4.9 The basis for payment of the price of the Service/Work Product or any part thereof shall be an invoice issued by the Provider in accordance with the terms set out in the Agreement/T&C.
4.10 The price for Services shall be invoiced after the end of the trial period for each part of the Service/Work Product.
4.11 Invoices are payable within 14 days of delivery of the Service or part thereof. The Customer is obliged to make all payments for the Service by non-cash bank transfer to the Provider's account. An invoice is considered paid on the day the payment is credited to the Provider's account; otherwise the Customer is in default.
4.12 If only partial performance of the Service has occurred, the Provider is entitled to a pro-rata portion of the remuneration/price for the performance of the Service.
5. Rights and Obligations of the Provider
5.1 The Provider is obliged to produce the Work Product/provide Services at a quality corresponding to the purpose of the Agreement, applicable legislation and binding standards, in accordance with the Order conditions.
5.2 The Provider is obliged to notify the Customer in advance of any potential incompatibility of software that it could have foreseen by exercising ordinary professional care (e.g. due to the nature of the system, publicly available information, or the components/systems of third parties used), or of other components supplied to it by the Customer with the software or components to be used by the Provider, which are necessary for the creation, completion or modification of the Service deliverable/Work Product. The Provider is obliged to do so whenever the use of such components or software would impair the functionality, standard or quality of the Service.
5.3 The Provider is entitled to suspend performance of the Work Product/Service where the Customer is in default in fulfilling an obligation arising from the Agreement or applicable legislation, even without prior notice or warning. During the period of the Customer's default, the Provider's performance period/Service delivery period shall not run. Clause 3.3.3 T&C shall apply to the extension of the performance period.
5.4 Where the Customer's request is not specified in detail, the Provider is entitled to use the simplest and least costly technically feasible solution for the Service. The specification is considered to be the order or a binding complete description of the Service or the final graphic design.
5.5 Based on the Service/Work Product requirements, the Provider may propose suitable modules to be incorporated into the Service/Work Product deliverable. In order to facilitate faster delivery of the Services, modules selected by the Customer shall be purchased by the Provider on behalf and for the account of the Customer, with the cost of procuring/purchasing them included in the price of the Services unless otherwise agreed. The procurement of modules other than those proposed by the Provider, based on the Customer's request, is not included in the price of the Services. The Provider is not liable for the functionality and performance of third-party modules and extensions incorporated within the Services/Work Product. Defects in third-party modules or Service components shall be claimed by the Customer exclusively against the suppliers/manufacturers of those modules or components in accordance with their licensing or warranty terms. In the event of a problem arising from the use of third-party modules and extensions whose resolution requires time that also affects the Service delivery date, the Provider is entitled to deliver the subject matter of the Agreement with the module in the state as delivered by the third party, or may replace the module at additional cost upon the Customer's approval, together with the related work.

──────

### GOAL OF THE EXERCISE
Answer these from the contract clauses:
(a) Within how many days must invoices be paid?
(b) Under what condition may the Provider suspend performance of the Work Product/Service?
(c) Against whom must the Customer claim defects in third-party modules?

──────

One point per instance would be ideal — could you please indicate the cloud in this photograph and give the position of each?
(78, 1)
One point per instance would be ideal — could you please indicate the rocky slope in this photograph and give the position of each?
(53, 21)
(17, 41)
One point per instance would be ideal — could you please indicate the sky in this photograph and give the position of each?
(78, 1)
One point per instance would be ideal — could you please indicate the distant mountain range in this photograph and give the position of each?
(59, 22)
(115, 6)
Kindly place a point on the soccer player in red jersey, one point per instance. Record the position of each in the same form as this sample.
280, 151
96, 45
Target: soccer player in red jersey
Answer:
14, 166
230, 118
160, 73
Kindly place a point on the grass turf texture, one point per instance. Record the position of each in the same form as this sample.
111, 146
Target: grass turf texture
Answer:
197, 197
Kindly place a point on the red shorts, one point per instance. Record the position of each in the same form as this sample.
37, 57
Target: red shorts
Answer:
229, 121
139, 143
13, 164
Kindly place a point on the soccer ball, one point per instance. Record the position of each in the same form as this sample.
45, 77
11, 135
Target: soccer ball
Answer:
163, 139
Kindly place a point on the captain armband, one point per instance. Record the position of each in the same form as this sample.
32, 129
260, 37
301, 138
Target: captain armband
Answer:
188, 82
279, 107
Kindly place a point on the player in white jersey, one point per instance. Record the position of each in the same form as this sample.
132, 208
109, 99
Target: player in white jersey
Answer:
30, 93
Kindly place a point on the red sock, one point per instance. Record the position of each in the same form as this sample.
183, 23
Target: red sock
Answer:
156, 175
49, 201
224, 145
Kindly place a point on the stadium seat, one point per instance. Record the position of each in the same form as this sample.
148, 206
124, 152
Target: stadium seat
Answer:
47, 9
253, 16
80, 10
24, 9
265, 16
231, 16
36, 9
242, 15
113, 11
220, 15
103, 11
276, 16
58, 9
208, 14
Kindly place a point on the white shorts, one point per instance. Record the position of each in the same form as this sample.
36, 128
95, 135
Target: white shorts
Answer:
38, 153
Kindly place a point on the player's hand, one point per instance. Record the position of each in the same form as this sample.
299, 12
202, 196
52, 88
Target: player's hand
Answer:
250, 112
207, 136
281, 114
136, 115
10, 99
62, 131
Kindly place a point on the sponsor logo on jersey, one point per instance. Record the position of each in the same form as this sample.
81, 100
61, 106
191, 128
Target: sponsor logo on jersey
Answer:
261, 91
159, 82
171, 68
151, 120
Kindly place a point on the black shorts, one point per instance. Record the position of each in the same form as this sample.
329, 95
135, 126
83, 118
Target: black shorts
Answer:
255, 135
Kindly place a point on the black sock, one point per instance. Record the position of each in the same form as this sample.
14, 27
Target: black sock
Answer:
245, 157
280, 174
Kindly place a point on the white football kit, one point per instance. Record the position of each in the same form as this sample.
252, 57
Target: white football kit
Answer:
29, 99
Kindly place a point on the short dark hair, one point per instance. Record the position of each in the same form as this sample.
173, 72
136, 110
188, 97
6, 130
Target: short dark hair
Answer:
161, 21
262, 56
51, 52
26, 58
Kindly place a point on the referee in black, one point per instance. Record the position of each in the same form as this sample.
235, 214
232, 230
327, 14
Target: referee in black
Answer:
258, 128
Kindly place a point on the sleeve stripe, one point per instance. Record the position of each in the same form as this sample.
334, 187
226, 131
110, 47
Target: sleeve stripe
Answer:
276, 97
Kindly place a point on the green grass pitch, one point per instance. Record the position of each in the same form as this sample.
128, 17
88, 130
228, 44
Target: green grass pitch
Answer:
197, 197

──────

### TASK SOLUTION
(a) Within 14 days of delivery of the Service or part thereof.
(b) When the Customer is in default in fulfilling an obligation arising from the Agreement or applicable legislation.
(c) Exclusively against the suppliers/manufacturers of those modules or components, in accordance with their licensing or warranty terms.